### Source records ###

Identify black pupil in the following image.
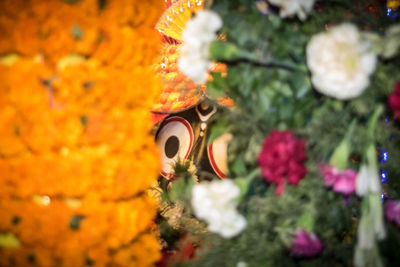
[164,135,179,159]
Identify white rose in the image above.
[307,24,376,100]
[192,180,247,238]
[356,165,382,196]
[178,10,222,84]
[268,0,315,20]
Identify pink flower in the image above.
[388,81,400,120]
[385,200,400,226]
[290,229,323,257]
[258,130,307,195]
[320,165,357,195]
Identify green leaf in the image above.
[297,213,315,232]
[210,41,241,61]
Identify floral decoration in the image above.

###

■ Written problem
Please copy the lines verbatim, beginning with the line that contains "Identify pink flower in the image above." and continuing to the end of the items.

■ The result
Identify pink flower in the image above.
[388,81,400,120]
[385,200,400,226]
[290,229,323,257]
[258,130,307,195]
[320,165,357,195]
Identify green leaf in the image above.
[297,213,315,232]
[210,41,241,61]
Identify floral decoration in the image above.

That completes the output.